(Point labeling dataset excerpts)
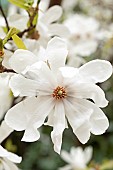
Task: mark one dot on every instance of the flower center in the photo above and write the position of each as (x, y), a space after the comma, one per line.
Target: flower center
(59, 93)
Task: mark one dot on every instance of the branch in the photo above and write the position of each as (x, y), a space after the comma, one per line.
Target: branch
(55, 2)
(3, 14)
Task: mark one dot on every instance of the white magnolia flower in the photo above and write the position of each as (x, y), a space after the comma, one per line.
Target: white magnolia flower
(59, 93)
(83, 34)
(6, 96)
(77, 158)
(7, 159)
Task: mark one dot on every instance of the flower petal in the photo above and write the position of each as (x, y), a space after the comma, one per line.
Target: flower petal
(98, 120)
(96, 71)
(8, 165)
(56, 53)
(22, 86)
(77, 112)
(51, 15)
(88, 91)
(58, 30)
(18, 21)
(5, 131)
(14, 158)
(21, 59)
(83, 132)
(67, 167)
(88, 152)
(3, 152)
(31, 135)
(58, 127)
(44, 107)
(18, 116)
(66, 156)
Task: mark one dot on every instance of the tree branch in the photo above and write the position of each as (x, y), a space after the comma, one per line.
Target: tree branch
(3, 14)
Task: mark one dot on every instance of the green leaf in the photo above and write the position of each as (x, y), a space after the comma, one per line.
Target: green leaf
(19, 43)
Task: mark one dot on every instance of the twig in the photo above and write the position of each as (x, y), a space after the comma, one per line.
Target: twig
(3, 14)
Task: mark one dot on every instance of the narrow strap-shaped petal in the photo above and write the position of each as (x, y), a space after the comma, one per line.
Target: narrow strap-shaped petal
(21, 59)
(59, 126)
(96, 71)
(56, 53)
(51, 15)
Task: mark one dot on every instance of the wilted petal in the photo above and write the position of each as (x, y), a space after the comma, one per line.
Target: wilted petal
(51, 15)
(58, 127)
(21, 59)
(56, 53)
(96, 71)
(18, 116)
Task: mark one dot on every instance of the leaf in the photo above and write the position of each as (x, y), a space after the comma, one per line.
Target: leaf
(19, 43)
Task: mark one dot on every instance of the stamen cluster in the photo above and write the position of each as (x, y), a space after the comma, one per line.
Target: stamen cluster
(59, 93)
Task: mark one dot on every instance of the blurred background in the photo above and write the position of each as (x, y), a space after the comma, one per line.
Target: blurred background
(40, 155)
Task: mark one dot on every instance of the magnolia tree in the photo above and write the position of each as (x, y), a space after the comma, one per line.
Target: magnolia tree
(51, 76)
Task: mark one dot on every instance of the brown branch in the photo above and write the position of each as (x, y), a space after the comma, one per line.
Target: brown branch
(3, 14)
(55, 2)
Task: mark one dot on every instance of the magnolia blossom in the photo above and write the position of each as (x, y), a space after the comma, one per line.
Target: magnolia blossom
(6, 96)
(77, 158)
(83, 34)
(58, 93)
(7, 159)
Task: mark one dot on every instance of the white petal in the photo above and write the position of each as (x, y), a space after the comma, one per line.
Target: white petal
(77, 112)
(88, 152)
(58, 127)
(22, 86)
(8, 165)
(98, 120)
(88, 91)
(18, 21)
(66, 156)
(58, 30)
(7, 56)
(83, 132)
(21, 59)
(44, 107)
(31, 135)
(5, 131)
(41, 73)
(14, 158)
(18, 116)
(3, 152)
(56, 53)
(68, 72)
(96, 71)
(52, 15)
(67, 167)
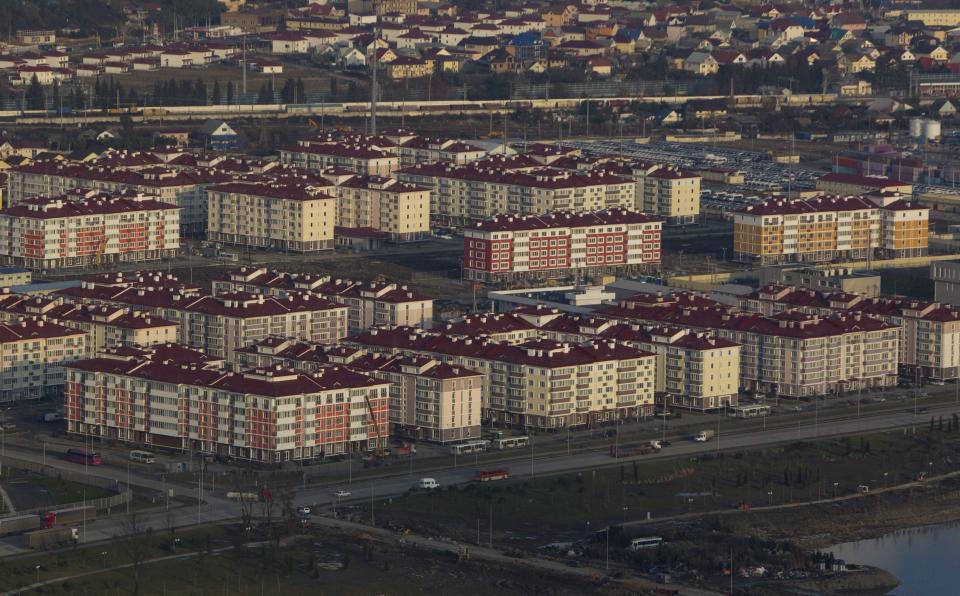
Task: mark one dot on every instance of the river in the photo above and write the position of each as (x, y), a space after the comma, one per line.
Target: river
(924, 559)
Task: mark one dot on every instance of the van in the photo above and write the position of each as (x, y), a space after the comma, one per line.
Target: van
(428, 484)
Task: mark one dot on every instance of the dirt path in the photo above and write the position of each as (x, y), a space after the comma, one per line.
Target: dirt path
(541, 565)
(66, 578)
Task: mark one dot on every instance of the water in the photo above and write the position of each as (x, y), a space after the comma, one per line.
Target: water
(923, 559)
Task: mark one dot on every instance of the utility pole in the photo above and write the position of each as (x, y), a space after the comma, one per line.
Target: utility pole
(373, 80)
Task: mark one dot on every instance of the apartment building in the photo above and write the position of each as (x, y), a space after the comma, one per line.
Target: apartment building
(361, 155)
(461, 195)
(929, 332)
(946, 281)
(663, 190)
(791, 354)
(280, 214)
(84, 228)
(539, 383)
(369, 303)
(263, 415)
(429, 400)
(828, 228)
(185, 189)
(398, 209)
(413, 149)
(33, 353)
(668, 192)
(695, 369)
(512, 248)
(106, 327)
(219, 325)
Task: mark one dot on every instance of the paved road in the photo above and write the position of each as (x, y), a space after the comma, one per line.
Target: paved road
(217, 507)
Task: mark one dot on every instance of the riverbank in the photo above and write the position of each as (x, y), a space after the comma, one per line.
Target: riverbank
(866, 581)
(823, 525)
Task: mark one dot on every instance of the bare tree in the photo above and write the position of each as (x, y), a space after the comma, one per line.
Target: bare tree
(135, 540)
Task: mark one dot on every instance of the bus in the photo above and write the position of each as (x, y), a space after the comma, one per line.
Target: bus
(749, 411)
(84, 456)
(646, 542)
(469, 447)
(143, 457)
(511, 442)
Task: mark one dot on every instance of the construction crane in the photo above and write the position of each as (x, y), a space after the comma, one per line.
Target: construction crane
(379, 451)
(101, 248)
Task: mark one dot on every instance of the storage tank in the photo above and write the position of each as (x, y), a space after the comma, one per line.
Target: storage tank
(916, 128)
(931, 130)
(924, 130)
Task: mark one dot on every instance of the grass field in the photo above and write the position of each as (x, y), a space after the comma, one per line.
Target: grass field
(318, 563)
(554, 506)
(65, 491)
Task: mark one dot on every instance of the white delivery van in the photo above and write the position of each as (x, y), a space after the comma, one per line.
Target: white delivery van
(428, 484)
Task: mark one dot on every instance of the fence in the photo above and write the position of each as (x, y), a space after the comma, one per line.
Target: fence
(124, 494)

WHAT IS NEEDED -
Can you return every line of the items above exactly as it appears, leaving out the pictures?

OUTPUT OF THE TASK -
Task: mark one dot on every instance of the flower center in the photo above and write the position of each as (x, y), a space after the comma, one per line.
Target: flower center
(59, 93)
Task: mark one dot on every instance of the branch in the photo above and write the position of each as (x, y), a space after the comma, one per line.
Target: branch
(55, 2)
(3, 14)
Task: mark one dot on every instance of the white magnolia flower in the photo above and write the position of each as (x, y), a space after the comma, one per line.
Target: white magnolia flower
(59, 93)
(83, 34)
(6, 96)
(77, 158)
(7, 159)
Task: mark one dot on every instance of the flower petal in the photo above and write the position of each as (x, y), a space after the comma, one per line.
Target: flower petal
(98, 120)
(96, 71)
(8, 165)
(56, 53)
(22, 86)
(77, 112)
(51, 15)
(88, 91)
(58, 30)
(18, 21)
(5, 131)
(14, 158)
(21, 59)
(83, 132)
(67, 167)
(88, 152)
(3, 152)
(31, 135)
(58, 127)
(44, 107)
(18, 116)
(66, 156)
Task: mark one dot on every instance of the tree branch in the photo above and write the position of each as (x, y), a space after the comma, one per line.
Target: tree branch
(3, 14)
Task: mark one dot on every instance of the green leaf in the photo above and write the position of each as (x, y), a space after the comma, one per line.
Target: green leaf
(19, 43)
Task: mark one dot on every instance of the twig in the photo above and write the position of each as (x, y), a space after the comma, one per line.
Target: twig
(3, 14)
Task: mark one dot on every instance of the narrow strap-shaped petal in the photo above and write the position of each as (x, y), a space after the comma, one per line.
Target: narrow strap-shaped petal
(21, 59)
(59, 126)
(96, 71)
(56, 53)
(51, 15)
Task: mark one dot on every instance of the wilted petal in the photo above and write the position of each as (x, y), a space after the comma, one per line.
Target: wilted petal
(51, 15)
(58, 127)
(21, 59)
(56, 53)
(96, 71)
(18, 116)
Task: mark one dot on every instance of the leaf in the photo above and write the position of each as (x, y), a space after the comma, one per line.
Target: leaf
(19, 43)
Task: mark one dot on every instance of the stamen cluster in the photo above and write the position of each as (x, y), a space after the comma, one per line.
Target: stamen cluster
(59, 93)
Task: mark one dot on every instance of the blurred background in the photo above and write the position of each as (x, y), a space after the comma, one per line.
Target: blurred background
(40, 155)
Task: mark one dot on every instance of the magnolia tree in the photo above and write the position of each as (x, y), a space after the comma, one per line.
Target: magnolia tree
(51, 76)
Task: mark one dot on every instance of the brown branch in the photo above and write the position of each as (x, y), a space after the comma, one per line.
Target: brown branch
(3, 14)
(55, 2)
Task: mark one dot on every instance of the magnolia blossom in the photo above and write the position of each as (x, y), a space after the comma, one per line.
Target: magnolia blossom
(6, 96)
(77, 158)
(83, 34)
(58, 93)
(7, 159)
Task: mark one dot on every instance of the white petal in the photo above and write the position of each as (x, y), a space after the comma, one per line.
Target: white petal
(77, 112)
(88, 152)
(58, 127)
(22, 86)
(8, 165)
(98, 120)
(88, 91)
(18, 21)
(66, 156)
(58, 30)
(7, 56)
(83, 132)
(21, 59)
(44, 107)
(31, 135)
(5, 131)
(41, 73)
(14, 158)
(18, 116)
(3, 152)
(56, 53)
(68, 72)
(96, 71)
(52, 15)
(67, 167)
Task: mark one dot on every instance of the river in the photo above and write the position of each as (x, y), a space after the comma, one per line.
Target: river
(924, 559)
Task: mark one dot on every instance of the van in the photo above and write the position of each as (x, y), a space after the comma, one per line.
Target: van
(428, 484)
Task: mark one dot on every instance of the dirt path in the photo above and write the position of each as (x, y), a space after the comma, one per line.
Target: dirt path
(541, 565)
(66, 578)
Task: mark one dot on every instance of the water in the photo above and write the position of each as (x, y), a space after the comma, one per line.
Target: water
(923, 559)
Task: mark one dot on every instance of the utility pole in the photo above and write the position of each as (x, y), a space after the comma, one per line.
Target: utility pole
(373, 80)
Task: mark one dot on every instance of the apartment building in the photo above and write the position of each as (x, y), a space after the comma, one per line.
Target: apartment building
(361, 155)
(461, 195)
(929, 332)
(946, 281)
(663, 190)
(791, 354)
(280, 214)
(84, 228)
(539, 383)
(369, 303)
(263, 415)
(429, 400)
(828, 228)
(185, 189)
(398, 209)
(413, 149)
(33, 353)
(668, 192)
(695, 369)
(512, 248)
(106, 327)
(219, 325)
Task: mark one dot on every instance of the paved road in the photo above and write the position of each as (x, y), a space after the comma, one per line.
Target: paved road
(217, 507)
Task: mark one dot on every instance of the riverbank in the photo above and write the position of each as (x, y), a space after the comma, one per line.
Target: riverbank
(866, 581)
(823, 525)
Task: mark one dot on every instance of the bare tree in the photo above and write the position of each as (x, y), a space after the comma, one per line.
Target: bare tree
(135, 540)
Task: mark one dot on every instance of the bus in the photo above and write the position of each as (x, y), a space after the comma, one per line.
Target: bus
(749, 411)
(84, 456)
(646, 542)
(469, 447)
(143, 457)
(511, 442)
Task: mark one dot on every instance of the construction crane in the photo above and write the position of each as (x, y), a space after the comma, one per line.
Target: construction crane
(379, 451)
(101, 248)
Task: mark one dot on every instance of the storage tank in the photo above and write the position of each as (x, y), a space after the comma, one per line.
Target: storage tank
(916, 128)
(931, 130)
(924, 130)
Task: mark one dot on every instance of the grass field in the photo above and write the position of each as (x, y), a space after the comma, one per line.
Target: grass field
(318, 563)
(554, 506)
(65, 491)
Task: mark one dot on every instance of the white delivery van in the photo above and write the position of each as (x, y), a space after the comma, one per line.
Target: white delivery van
(428, 484)
Task: mark one dot on every instance of the fence in the photo above and write the position of each as (x, y), a space after the comma, one per line.
Target: fence
(124, 494)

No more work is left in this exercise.